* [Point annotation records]
* * * * * * *

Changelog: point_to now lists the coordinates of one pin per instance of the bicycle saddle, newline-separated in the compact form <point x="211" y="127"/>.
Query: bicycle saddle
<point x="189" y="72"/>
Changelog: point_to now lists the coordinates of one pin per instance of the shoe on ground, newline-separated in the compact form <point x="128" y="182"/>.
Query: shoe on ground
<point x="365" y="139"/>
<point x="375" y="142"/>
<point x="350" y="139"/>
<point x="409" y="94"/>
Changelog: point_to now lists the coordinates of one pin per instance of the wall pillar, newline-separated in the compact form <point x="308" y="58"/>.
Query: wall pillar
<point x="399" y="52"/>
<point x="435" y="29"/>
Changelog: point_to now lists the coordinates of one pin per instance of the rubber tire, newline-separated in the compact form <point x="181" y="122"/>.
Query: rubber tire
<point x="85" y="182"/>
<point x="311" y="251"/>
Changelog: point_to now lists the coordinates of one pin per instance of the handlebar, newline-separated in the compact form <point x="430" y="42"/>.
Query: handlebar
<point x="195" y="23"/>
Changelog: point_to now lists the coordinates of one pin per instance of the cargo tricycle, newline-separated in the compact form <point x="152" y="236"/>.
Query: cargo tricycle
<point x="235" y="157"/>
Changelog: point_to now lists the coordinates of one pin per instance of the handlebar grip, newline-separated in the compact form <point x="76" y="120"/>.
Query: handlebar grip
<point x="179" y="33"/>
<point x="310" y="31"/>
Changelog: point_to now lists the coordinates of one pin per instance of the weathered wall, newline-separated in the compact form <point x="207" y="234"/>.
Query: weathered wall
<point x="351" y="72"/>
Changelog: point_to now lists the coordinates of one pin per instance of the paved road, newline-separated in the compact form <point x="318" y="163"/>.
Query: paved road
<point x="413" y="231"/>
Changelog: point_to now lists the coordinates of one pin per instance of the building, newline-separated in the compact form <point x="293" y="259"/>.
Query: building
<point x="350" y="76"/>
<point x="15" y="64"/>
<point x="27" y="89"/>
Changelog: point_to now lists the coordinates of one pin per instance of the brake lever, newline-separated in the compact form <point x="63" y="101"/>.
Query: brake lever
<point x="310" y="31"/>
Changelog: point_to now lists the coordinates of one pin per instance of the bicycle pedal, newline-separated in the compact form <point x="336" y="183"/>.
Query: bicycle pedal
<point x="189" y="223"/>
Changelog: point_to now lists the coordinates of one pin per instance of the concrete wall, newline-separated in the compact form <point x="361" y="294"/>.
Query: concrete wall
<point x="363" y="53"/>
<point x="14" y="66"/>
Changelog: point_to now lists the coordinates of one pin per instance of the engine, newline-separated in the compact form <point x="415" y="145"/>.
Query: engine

* * * * * * *

* [EXERCISE] Write out again every line from the one containing "the handlebar, newline-separated" up to and including the last line of the items, requests included. Add 147 to each x and y coordinate in the answers, and leave the coordinates in the requests and their format samples unchanged.

* [RESPONSE TO THE TASK]
Changelog: point_to now lists the coordinates of one pin per instance of the handlebar, newline-separated in the compact form <point x="430" y="42"/>.
Query: handlebar
<point x="342" y="170"/>
Changelog: point_to now lists the coordinates of one pin per instance of the cargo tricycle, newline-separated in the compact form <point x="152" y="236"/>.
Query: cargo tricycle
<point x="382" y="304"/>
Changelog: point_to now lists the coordinates of one pin per instance of the handlebar grip, newline-separated in the compact form <point x="76" y="120"/>.
Query: handlebar grip
<point x="326" y="180"/>
<point x="457" y="178"/>
Changelog: point_to now lists the coordinates of one pin per instance of the weathered wall, newline-separated in the compact form <point x="207" y="234"/>.
Query: weathered wall
<point x="498" y="219"/>
Changelog: point_to now lists the coordinates of one pin per instance of the paved road, newline-separated in the compact form <point x="318" y="163"/>.
Query: paved road
<point x="560" y="378"/>
Changelog: point_to now lists the coordinates of one pin per instance of the building, newline-separated in the compact form <point x="293" y="259"/>.
Query: building
<point x="497" y="223"/>
<point x="162" y="211"/>
<point x="174" y="236"/>
Changelog: point_to now lists the coordinates of one pin per instance of the brake lever, newline-separated in the compact form <point x="63" y="101"/>.
Query: brake lever
<point x="457" y="178"/>
Changelog: point_to now lists the coordinates of one pin per instance of the bicycle pedal, newline-separated in the compact form <point x="336" y="183"/>.
Query: bicycle pedal
<point x="336" y="370"/>
Changelog: point_to now lists the coordinates of one pin per instance of the concrete wall, newline-separated in the compact form <point x="361" y="294"/>.
Query: concrete wall
<point x="510" y="200"/>
<point x="161" y="213"/>
Changelog: point_to now lists the coordinates of one pin per instance of the engine, newline-separated in the compact form <point x="415" y="145"/>.
Query: engine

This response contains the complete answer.